» **Provided text**
*** Begin section ***
The Israeli-Palestinian Comedy Tour, which performed here on March 4 at the West End Cultural Centre, was a riot! (and not the usual kind of riot that can ensue when the subject of the Israeli-Palestinian conflict is explored). The Comedy Tour, consisting of two Jewish and one Arab performer, (a third Jewish ultra-orthodox member had a scheduling conflict) flawlessly delivered a series of hilarious “Punchlines for Peace” to an ethnically diverse crowd, of Jews, Arabs, and everyone else.

The Comedy Tour was founded in  2006 by Palestinian Arab comedian and columnist Ray Hanania and an Israeli Jewish comedian and online Podcaster Charley Warady.

The Comedy Tour are the only troupe in the world to have an Israeli and Palestinian on stage together, and their comedy is designed to foster a realization that Israelis and Palestinians are human beings, and to transcend politics through humour.  They  even performed at the Annapolis conference.

The Tour was brought here by the Jewish Students Association/Hillel, with the financial assistance of the Asper Endowment Fund of the Jewish Foundation, with the support of the Jewish Federation of Winnipeg.

Punchlines for PeaceOn meeting Hanina, and Warady I immediately asked how it was they came to know each other.

With a poker straight face, Hanina answered “Charlie here, he lives in my house in Jerusalem.  But he hasn’t paid off the mortgage yet.  I’m waiting for him to finish paying off the mortgage, before I come back.”

Hanina already had me laughing, before he told me the two happen to have grown up in  the same neighborhood of Chicago, and met each other over the internet.  Their goal, is  to “end the Israeli-Palestinian conflict in 6 shows”, according to Warady.

After telling me they had performed together in both Israel and the Palestinian territories, I asked if they noticed any differences between the crowds there as opposed to North America.

They both said that Israelis and Palestinians were “more open minded and willing to laugh” than North Americans.

I asked them, if off stage they ever had serious discussions about the conflict, and Charlie answered “Yes and we agree to disagree.” But Ray added, “ we  can talk about it because we know and like  each other.”

What follows are some of the memorable lines that I managed to scribble down from their show, in between laughs.


Warady began by saying;

“Fourteen years ago, I moved to Israel because my life was going too well.”

He said, being a native of Chicago, where it is cold, he moved because of the weather.

“I had to decide on moving to Israel or California.  I decided to move to Israel, because there were fewer Israelis there than California.”

He asked if there “were any suicide bombers in the crowd tonight?” and referred to suicide bombers as men who were lured by the promise of going to heaven and being able to sleep with  72 virgins.
*** End section ***
» **Dataset content**
*** Begin section ***
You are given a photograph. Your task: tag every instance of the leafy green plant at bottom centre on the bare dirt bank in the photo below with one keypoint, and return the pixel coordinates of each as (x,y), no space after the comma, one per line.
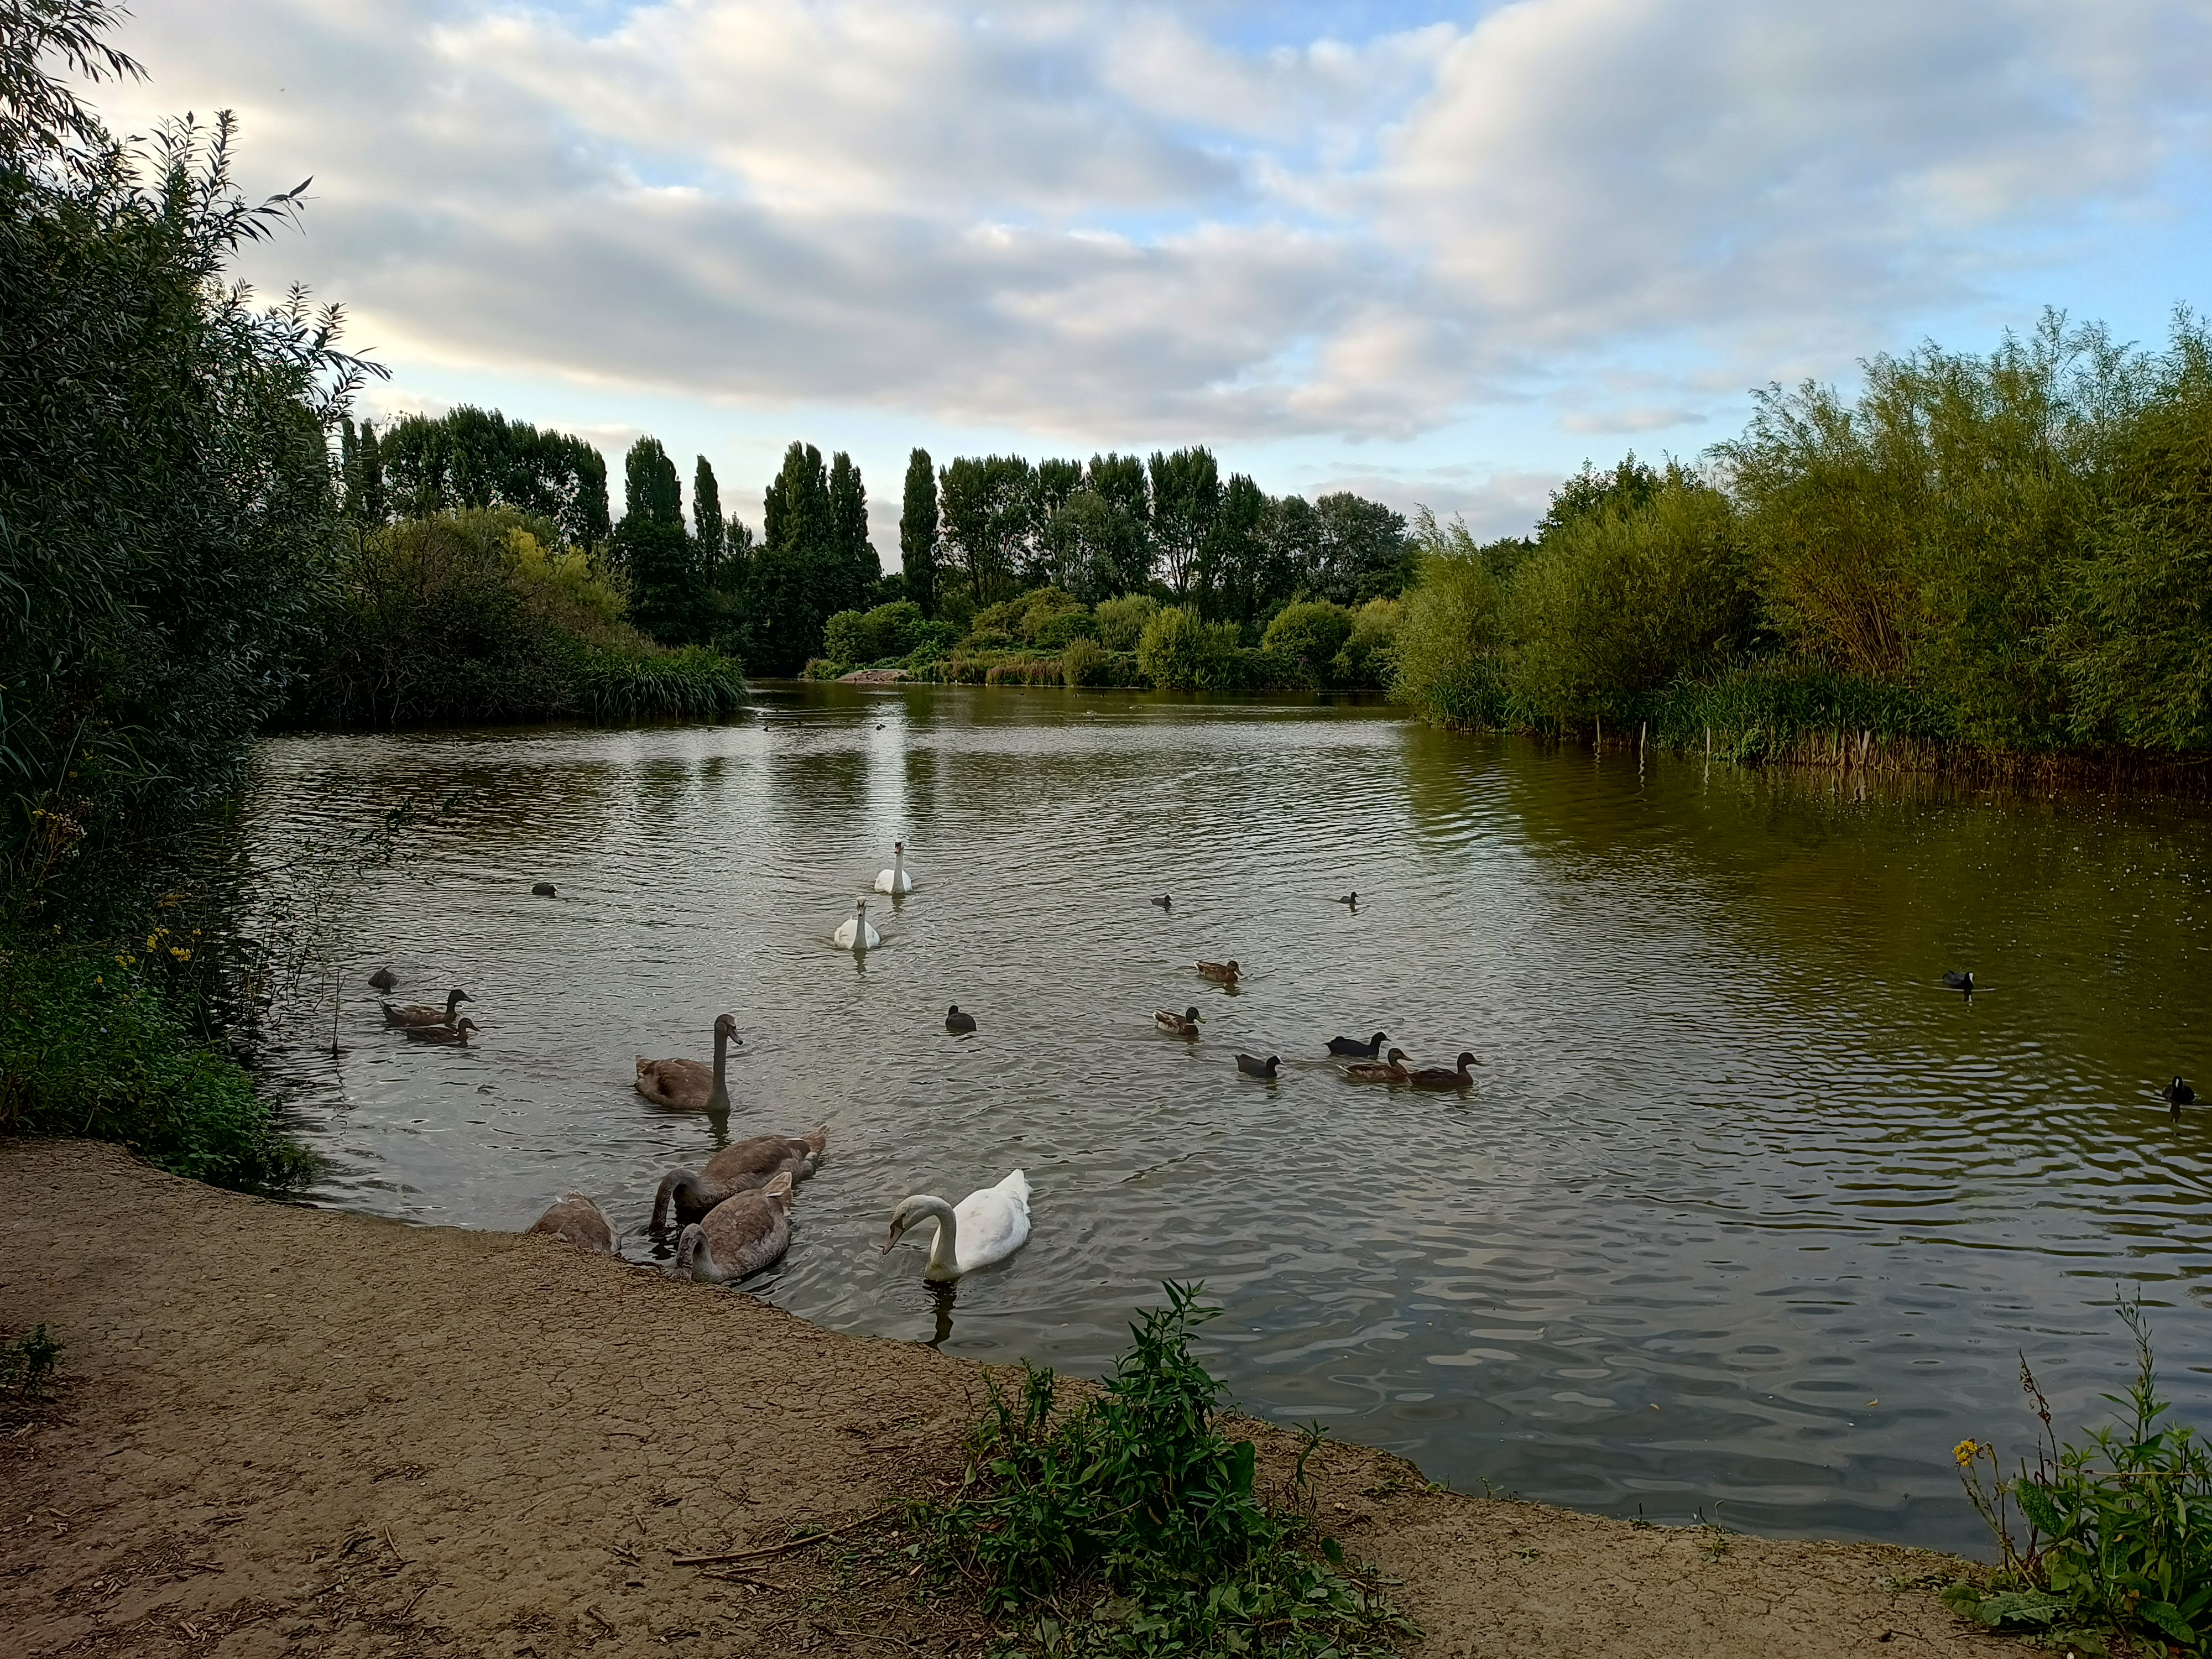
(1131,1525)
*** End section ***
» **Exercise requirements**
**1.** According to the article about the Israeli-Palestinian Comedy Tour, in what year was the tour founded?
**2.** Print the part of the article about the Israeli-Palestinian Comedy Tour from "The Tour was" to "according to Warady.".
**3.** Carry on the article about the Israeli-Palestinian Comedy Tour from the point where it stops.
The data has nothing to do with the article about the Israeli-Palestinian Comedy Tour.

» **Answers by task**
**1.** 2006

**2.**
The Tour was brought here by the Jewish Students Association/Hillel, with the financial assistance of the Asper Endowment Fund of the Jewish Foundation, with the support of the Jewish Federation of Winnipeg.

Punchlines for PeaceOn meeting Hanina, and Warady I immediately asked how it was they came to know each other.

With a poker straight face, Hanina answered “Charlie here, he lives in my house in Jerusalem.  But he hasn’t paid off the mortgage yet.  I’m waiting for him to finish paying off the mortgage, before I come back.”

Hanina already had me laughing, before he told me the two happen to have grown up in  the same neighborhood of Chicago, and met each other over the internet.  Their goal, is  to “end the Israeli-Palestinian conflict in 6 shows”, according to Warady.

**3.**
“If there are anysuicide bombers here tonight…take off your suicide belt and lower your standards,” Warady implored.

He also said the promise of 72 virgins was mistaken—“ –and is really just one 72 year old virgin.”

He added, “And anyway, who would want 72 virgins. You call that paradise. I find virgins a little bit clingy.” 

Warady referred to the fact that in Jerusalem, there are sometimes smaller scale earthquakes.

“There were three earthquakes, I felt the tremors…I started thinking that if we didn’t divide up Jerusalem, someone else up there would.”

Regarding checkpoints, he joked:

“The first time I drove through a checkpoint I just threw some change at them out the window and drove through... .until they shot at me. I didn’t know they’d shoot at me for not giving exact change.”

As to why Palestinians voted for Hamas not Fatah in the 2006 elections, Warady explained:

“Arabic is very hard to read...instead of Hamas and Fatah, Palestinian’s thought they were voting for Hummus or Pita. And hey, anyone can make a good Pita, but a good Hummus is hard to make.”

He referred to El Al, as “the only airline that offers standing room only…When they make peace, they’ll change the name El-Al to El-Al Aksa.”

Aaron Freeman and Ray Hanania
Aaron Freeman and  Ray Hanania
after the show. Photo by Rhonda Spivak.

Hanania, who was born to Palestinian-Christian parents from Bethlehem and Jerusalem,  owns land near Bethlehem and is  currently married (his third time ) to a Jewish journalist. In addition to being a radio talk show host, he has written for several North American and Middle Eastern publications, including The Jerusalem Post and a newspaper in Saudi Arabia.

Hanania had the audience howling when he pointed to a man in the front row and said, “Excuse me sir, are those your four wives. Can I buy the second one on the right for two camels?”

He said once when he was on an El-al plane he had to go to the bathroom, but someone  else was there already.

“ On El –Al it didn’t say the bathroom was  occupied. It said disputed toiletry area.”

Hanania complained that when he was young “I had to have  a lunchbox with Yasser Arafat on it, when all of my friends had Donald Duck.”

He gave Jews advice on how to win the Israeli-Palestinian conflict,

“Gefilte fish is very frightening—If you’d just throw that at us, we’d leave the country.”

He suggested that the Arabs ought never to have chosen to use the word ‘Palestine.”

“Ben Stein, Finestein, Einstein, Palestine, we gave the country the wrong name.  If we had named Palestine Arab-Ville, none of the Jews would have come. They would have gone to Miami instead.”

He said he finds that Americans often don’t understand Arab names.

“I have to explain to them the difference between Libya and labia.”

He said, “My wife is a Jew.  But, I didn’t know that –she just said she was Jewish (i.e.. kind of like a Jew)”

Hanania said he was once grabbed by an Israeli security guard and asked if he was an Arab.

“I said no, I am Arabish……But he beat me up anyway.”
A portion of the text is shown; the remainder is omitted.